== Seitentext ==
▶
European Case Law Identifier: ECLI:AT:OGH0002:2025:0010OB00056.25D.0425.000
Rechtsgebiet: Zivilrecht
Fachgebiet: Grundbuchsrecht
Entscheidungsart: Zurückweisung mangels erheblicher Rechtsfrage
Spruch:
Beide Revisionsrekurse werden zurückgewiesen.
Die Antragstellerin ist schuldig, den Antragsgegnern ihre mit 333,01 EUR (darin 55,50 EUR USt) und der Republik Österreich (Bund) deren mit 252,52 EUR bestimmte Kosten ihrer Revisionsrekursbeantwortungen binnen 14 Tagen zu ersetzen.
U*, BSc, ist schuldig, den Antragsgegnern deren mit 333,01 EUR (darin 55,50 EUR USt) und der Republik Österreich (Bund) deren mit 252,52 EUR bestimmte Kosten ihrer Revisionsrekursbeantwortungen binnen 14 Tagen zu ersetzen.
Begründung:
[1] Zugunsten eines ursprünglich im Eigentum der Antragstellerin stehenden Grundstücks wurde rechtskräftig (vgl 1 Ob 40/23y) ein Notweg über Grundstücke der Antragsgegner sowie der Republik Österreich eingeräumt und eine Entschädigung der Eigentümer der belasteten Grundstücke festgesetzt.
◀
Datensätze aus einer Datenquelle:
▶
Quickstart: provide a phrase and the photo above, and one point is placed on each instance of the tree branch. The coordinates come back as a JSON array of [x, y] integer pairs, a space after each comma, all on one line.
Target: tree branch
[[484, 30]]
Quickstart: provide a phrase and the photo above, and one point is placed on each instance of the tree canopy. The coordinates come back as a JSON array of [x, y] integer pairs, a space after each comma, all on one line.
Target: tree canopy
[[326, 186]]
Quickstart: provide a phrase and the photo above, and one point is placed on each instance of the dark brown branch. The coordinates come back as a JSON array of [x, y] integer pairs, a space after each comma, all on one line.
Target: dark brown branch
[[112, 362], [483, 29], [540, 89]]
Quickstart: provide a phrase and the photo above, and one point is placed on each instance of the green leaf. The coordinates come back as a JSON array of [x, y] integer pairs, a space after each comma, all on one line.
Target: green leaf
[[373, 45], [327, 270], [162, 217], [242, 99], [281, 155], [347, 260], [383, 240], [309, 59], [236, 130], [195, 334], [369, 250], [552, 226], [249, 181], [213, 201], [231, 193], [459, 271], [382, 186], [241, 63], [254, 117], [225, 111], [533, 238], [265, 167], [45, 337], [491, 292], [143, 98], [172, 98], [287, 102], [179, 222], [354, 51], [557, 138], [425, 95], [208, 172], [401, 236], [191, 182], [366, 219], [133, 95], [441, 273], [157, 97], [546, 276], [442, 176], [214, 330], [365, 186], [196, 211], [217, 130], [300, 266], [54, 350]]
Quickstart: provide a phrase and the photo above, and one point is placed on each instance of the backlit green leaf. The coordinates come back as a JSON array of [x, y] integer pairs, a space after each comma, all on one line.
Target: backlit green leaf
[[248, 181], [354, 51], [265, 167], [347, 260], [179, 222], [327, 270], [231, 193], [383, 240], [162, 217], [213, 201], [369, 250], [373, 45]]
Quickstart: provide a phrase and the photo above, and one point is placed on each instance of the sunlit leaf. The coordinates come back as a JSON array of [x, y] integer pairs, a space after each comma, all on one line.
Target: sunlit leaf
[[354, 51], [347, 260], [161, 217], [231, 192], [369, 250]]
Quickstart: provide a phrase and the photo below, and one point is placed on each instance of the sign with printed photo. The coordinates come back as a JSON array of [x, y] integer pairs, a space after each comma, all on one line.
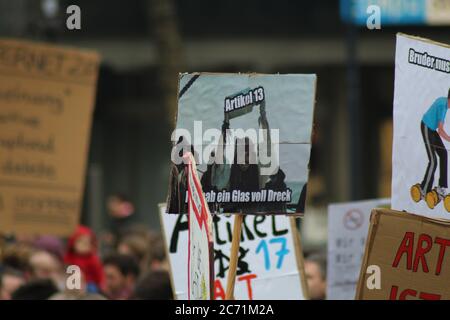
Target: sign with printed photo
[[421, 127], [250, 135]]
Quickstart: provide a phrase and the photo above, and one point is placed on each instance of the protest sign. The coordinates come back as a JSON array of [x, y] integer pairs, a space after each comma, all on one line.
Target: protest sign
[[266, 267], [251, 138], [421, 141], [405, 258], [348, 224], [47, 97], [200, 256]]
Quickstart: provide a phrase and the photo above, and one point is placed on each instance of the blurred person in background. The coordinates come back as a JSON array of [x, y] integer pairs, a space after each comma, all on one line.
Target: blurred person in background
[[136, 246], [44, 265], [40, 289], [121, 273], [17, 256], [155, 285], [10, 281], [72, 292], [51, 244], [82, 252], [157, 259], [316, 275], [122, 213]]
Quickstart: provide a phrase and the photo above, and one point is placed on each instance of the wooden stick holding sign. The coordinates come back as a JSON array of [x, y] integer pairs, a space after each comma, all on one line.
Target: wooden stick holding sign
[[234, 256], [299, 256], [200, 244]]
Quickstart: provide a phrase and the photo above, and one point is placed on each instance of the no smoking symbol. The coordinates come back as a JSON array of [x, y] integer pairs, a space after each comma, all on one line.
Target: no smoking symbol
[[353, 219]]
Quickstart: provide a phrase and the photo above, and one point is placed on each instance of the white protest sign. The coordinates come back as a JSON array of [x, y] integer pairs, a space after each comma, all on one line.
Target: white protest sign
[[421, 128], [200, 264], [348, 224], [267, 266]]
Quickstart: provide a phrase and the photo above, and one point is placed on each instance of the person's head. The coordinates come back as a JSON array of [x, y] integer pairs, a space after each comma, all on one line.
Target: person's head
[[119, 206], [10, 281], [45, 265], [17, 256], [35, 290], [82, 242], [316, 271], [50, 244], [121, 272], [136, 246], [155, 285]]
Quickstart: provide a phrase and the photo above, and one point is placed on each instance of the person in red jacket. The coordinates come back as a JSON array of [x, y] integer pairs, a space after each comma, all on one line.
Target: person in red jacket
[[82, 252]]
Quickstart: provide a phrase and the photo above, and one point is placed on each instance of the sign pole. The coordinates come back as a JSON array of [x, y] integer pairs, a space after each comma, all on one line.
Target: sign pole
[[234, 256], [299, 256]]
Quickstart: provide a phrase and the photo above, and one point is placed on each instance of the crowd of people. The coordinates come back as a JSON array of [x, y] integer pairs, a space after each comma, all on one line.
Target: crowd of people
[[127, 262]]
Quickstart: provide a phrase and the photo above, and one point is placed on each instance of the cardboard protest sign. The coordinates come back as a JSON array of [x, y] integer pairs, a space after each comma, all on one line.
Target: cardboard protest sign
[[421, 127], [405, 258], [47, 97], [251, 138], [200, 257], [348, 224], [267, 261]]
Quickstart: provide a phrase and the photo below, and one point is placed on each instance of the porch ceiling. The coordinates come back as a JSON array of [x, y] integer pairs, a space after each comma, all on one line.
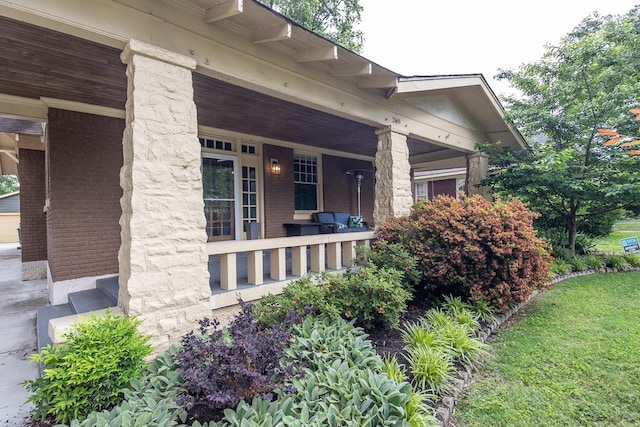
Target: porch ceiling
[[39, 62]]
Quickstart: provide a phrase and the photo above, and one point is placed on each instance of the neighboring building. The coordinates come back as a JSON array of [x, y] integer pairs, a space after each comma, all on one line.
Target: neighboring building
[[146, 102], [428, 184], [9, 217]]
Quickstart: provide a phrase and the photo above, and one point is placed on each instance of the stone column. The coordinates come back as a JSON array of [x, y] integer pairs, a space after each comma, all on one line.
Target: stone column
[[164, 279], [393, 176], [477, 170]]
◀
== Ihre Aufgabe ==
Schreiben Sie aus der Gerichtsentscheidung wörtlich den Abschnitt ab, der bei den Worten „European Case Law“ einsetzt und nach „Revisionsrekurse werden zurückgewiesen.“ endet.

== Lösung ==
European Case Law Identifier: ECLI:AT:OGH0002:2025:0010OB00056.25D.0425.000
Rechtsgebiet: Zivilrecht
Fachgebiet: Grundbuchsrecht
Entscheidungsart: Zurückweisung mangels erheblicher Rechtsfrage
Spruch:
Beide Revisionsrekurse werden zurückgewiesen.